## What needs to be done
The answer must consist of every line in the data that contains "pedestal".

## Excerpted records
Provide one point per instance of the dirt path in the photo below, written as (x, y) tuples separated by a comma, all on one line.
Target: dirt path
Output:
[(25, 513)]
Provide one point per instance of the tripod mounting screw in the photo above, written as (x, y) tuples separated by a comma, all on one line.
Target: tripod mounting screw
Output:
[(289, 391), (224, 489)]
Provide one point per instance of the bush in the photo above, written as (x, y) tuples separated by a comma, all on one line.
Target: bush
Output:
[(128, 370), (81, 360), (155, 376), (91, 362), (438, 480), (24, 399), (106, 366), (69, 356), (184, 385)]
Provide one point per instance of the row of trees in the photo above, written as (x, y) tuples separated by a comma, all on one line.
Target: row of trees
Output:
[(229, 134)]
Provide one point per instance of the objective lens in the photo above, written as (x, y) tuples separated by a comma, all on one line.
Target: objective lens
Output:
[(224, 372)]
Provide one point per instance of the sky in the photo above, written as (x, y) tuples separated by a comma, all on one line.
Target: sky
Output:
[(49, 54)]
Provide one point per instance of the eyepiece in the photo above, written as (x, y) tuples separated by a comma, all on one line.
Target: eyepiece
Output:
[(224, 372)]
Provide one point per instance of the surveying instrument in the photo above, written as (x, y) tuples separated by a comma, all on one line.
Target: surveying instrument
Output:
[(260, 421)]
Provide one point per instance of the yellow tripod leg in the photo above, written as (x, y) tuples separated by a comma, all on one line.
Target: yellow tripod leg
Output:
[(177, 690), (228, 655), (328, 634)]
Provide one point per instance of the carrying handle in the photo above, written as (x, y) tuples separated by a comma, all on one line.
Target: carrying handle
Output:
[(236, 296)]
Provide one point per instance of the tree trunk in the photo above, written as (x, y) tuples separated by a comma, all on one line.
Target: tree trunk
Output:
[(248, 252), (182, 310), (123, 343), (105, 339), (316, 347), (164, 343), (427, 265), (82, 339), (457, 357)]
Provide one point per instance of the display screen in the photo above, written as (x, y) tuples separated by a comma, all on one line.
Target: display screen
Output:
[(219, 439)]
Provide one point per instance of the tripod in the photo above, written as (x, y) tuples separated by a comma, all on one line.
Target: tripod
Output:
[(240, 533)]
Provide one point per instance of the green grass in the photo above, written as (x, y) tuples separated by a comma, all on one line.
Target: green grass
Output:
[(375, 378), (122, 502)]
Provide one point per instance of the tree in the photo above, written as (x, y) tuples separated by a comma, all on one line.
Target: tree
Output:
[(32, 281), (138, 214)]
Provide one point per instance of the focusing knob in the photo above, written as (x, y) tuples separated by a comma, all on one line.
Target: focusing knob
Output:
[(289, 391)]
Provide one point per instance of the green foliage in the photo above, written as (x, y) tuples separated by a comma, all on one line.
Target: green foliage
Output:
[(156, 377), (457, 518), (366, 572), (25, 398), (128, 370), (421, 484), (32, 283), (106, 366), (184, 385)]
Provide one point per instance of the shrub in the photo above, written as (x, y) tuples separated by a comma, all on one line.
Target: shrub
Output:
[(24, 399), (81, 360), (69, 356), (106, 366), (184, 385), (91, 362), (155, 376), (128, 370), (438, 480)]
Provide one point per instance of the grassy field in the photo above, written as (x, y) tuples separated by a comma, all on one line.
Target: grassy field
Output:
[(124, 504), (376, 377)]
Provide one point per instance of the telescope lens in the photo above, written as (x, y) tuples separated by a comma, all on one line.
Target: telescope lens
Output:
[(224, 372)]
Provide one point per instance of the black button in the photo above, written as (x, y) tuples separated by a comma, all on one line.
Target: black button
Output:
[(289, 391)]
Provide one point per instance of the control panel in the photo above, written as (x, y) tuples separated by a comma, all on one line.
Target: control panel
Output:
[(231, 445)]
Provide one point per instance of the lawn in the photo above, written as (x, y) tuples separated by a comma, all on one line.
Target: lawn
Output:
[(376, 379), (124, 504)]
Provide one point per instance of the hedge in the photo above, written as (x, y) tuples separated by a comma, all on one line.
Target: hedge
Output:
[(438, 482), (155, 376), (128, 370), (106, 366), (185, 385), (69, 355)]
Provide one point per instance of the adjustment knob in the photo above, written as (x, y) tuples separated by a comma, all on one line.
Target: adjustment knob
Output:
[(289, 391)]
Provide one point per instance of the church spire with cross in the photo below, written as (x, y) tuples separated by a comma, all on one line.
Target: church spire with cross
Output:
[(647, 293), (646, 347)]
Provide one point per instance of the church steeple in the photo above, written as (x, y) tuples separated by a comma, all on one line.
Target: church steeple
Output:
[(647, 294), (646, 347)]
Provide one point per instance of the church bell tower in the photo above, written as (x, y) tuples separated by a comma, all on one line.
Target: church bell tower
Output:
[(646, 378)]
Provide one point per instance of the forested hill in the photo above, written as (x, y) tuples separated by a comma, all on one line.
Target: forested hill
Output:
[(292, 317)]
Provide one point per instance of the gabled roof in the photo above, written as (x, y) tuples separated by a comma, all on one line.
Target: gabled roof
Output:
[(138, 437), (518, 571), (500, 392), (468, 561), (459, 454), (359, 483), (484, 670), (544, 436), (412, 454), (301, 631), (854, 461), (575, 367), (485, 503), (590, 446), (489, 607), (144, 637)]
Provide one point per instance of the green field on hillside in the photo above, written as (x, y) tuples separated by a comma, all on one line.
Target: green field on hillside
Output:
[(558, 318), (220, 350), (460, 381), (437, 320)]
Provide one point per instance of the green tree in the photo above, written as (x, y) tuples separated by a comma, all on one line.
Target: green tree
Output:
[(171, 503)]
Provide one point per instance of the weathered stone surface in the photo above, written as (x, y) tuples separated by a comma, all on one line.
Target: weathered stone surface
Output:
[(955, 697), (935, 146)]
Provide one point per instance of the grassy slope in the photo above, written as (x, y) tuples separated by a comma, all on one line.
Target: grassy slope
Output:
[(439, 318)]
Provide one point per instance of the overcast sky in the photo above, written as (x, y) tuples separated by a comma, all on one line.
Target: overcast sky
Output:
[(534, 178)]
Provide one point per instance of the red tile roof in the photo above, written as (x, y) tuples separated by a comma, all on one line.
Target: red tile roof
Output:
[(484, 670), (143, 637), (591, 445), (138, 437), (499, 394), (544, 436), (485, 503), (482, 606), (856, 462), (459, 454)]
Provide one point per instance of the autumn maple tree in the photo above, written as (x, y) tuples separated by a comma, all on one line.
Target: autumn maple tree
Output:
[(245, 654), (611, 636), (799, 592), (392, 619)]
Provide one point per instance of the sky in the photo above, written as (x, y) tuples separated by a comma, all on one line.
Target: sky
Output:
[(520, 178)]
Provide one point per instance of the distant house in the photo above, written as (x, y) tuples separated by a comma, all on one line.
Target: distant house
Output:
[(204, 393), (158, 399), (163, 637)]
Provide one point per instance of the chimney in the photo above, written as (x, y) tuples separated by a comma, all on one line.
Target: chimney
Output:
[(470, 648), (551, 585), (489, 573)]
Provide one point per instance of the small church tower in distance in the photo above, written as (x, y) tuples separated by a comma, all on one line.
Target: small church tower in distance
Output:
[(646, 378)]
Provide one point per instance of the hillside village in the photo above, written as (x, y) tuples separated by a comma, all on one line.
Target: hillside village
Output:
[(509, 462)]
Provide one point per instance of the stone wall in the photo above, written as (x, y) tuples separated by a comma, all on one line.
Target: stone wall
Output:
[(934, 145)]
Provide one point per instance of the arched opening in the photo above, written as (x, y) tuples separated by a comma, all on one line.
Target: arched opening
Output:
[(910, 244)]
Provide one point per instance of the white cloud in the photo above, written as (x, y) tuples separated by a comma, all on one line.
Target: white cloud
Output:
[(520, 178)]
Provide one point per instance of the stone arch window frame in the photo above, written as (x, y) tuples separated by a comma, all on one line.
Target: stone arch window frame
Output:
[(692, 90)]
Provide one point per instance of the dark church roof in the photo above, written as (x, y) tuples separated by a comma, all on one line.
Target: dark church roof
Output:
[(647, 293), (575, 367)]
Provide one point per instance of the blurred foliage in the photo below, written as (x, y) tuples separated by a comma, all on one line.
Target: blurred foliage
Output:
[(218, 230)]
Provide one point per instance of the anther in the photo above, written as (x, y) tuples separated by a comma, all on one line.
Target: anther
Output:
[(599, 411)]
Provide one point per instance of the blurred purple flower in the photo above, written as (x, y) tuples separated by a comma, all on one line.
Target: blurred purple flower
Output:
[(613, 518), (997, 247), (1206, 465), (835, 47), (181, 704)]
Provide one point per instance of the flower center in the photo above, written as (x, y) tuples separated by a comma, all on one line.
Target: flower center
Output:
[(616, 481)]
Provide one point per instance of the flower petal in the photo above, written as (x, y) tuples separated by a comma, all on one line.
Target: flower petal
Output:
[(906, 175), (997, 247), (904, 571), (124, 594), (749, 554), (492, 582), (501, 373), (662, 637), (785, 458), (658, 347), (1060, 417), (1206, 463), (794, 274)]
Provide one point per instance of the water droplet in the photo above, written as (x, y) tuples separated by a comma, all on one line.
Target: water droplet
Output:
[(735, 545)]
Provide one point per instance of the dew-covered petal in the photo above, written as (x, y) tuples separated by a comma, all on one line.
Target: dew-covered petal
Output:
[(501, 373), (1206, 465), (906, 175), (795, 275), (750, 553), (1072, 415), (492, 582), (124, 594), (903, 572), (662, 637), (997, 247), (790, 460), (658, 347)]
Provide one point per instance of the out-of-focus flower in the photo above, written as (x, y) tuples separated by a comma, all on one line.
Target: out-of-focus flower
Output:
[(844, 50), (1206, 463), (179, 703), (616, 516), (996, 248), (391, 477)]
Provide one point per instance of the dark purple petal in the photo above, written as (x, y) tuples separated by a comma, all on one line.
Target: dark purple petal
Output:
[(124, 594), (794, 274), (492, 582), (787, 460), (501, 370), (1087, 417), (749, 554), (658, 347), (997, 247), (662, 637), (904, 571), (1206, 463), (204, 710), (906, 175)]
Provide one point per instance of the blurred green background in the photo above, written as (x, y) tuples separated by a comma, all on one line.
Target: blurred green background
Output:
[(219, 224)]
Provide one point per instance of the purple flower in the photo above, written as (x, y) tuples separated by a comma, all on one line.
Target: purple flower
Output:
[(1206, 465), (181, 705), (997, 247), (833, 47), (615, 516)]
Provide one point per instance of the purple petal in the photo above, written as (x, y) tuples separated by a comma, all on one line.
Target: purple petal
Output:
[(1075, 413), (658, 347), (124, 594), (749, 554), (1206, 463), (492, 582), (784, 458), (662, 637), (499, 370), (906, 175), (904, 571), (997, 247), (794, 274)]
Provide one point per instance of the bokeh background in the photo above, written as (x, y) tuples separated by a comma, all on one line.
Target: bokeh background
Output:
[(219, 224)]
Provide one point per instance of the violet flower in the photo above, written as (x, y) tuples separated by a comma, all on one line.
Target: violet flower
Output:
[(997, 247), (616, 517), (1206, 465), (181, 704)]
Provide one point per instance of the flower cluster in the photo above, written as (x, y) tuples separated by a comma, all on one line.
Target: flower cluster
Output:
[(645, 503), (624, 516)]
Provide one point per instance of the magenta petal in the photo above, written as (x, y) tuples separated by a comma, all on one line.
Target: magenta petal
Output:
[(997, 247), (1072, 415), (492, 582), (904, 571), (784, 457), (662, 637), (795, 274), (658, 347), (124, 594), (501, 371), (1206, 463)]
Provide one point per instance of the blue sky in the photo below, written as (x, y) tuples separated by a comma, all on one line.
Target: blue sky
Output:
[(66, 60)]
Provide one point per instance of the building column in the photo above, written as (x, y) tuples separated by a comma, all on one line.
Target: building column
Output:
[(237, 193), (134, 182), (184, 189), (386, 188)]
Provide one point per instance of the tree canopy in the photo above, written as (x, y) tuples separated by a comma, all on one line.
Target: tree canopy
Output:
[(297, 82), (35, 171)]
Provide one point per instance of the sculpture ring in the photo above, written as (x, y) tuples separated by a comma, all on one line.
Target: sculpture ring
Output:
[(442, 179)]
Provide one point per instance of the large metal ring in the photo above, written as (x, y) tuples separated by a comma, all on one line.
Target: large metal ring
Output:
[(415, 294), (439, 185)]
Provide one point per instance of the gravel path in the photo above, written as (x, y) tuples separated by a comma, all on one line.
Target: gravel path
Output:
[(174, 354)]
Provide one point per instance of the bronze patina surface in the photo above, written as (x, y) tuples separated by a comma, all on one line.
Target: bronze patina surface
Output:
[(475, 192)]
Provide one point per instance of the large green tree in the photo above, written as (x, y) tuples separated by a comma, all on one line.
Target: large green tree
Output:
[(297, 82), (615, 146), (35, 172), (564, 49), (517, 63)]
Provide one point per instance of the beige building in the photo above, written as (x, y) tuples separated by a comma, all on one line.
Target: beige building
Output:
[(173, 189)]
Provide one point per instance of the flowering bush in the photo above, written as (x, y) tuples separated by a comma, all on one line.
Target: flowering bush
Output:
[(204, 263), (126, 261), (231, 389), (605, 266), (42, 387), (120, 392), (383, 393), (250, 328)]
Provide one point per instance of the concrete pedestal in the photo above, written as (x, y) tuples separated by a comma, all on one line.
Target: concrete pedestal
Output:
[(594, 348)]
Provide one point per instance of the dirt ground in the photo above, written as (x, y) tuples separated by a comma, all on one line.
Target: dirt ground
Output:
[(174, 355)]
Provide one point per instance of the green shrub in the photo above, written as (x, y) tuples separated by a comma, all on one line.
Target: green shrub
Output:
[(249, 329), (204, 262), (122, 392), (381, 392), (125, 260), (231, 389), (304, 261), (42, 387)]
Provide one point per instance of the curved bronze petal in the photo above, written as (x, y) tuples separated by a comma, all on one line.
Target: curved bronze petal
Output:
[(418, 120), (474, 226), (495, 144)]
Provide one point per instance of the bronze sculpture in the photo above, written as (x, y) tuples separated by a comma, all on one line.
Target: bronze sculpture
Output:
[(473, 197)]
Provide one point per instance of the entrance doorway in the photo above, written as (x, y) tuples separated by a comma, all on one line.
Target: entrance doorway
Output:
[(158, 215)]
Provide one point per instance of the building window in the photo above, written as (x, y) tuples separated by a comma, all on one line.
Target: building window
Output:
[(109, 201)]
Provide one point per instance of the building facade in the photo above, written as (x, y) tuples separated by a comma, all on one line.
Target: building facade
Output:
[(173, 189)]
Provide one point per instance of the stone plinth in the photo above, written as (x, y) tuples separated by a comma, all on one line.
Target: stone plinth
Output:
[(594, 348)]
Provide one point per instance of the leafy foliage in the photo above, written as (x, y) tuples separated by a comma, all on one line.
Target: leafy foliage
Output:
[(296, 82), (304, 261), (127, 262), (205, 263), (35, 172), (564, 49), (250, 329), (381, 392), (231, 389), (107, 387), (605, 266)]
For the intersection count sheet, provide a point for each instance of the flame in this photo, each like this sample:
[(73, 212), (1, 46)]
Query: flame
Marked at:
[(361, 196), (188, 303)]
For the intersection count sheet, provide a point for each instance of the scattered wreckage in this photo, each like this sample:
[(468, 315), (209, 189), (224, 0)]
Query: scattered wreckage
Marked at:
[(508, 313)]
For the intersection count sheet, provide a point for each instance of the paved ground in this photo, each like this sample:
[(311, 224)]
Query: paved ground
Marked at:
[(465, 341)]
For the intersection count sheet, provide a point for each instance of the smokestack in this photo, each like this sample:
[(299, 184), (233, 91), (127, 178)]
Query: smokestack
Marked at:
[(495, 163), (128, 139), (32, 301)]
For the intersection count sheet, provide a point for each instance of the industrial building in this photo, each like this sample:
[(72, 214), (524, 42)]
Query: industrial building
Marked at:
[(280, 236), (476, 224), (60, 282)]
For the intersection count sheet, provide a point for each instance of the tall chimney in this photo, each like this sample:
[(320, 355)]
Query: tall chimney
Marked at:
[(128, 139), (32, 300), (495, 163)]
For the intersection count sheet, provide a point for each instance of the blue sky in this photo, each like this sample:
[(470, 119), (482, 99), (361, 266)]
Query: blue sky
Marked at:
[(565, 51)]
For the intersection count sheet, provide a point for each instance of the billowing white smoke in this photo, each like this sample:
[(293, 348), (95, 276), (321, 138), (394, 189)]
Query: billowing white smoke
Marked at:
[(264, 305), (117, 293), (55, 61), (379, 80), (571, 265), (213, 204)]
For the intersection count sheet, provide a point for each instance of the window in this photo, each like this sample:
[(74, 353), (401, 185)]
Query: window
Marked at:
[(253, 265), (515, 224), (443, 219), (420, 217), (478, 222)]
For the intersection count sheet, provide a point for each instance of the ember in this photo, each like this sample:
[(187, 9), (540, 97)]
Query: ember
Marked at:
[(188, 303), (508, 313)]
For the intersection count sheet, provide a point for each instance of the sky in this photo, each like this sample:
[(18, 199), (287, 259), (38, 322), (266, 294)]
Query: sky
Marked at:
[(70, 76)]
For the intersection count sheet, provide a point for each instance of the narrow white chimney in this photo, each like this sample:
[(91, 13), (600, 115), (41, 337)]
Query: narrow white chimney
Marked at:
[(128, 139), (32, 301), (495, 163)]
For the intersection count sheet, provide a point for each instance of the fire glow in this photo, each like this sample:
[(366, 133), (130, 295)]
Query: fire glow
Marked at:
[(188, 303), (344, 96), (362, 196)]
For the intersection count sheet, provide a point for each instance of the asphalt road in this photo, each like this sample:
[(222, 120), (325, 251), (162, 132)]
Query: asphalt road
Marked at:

## Response below
Provide one point per instance of the concrete pedestal in the photo above, written as (x, y) tuples separated by a comma, all on one line.
Target: concrete pedestal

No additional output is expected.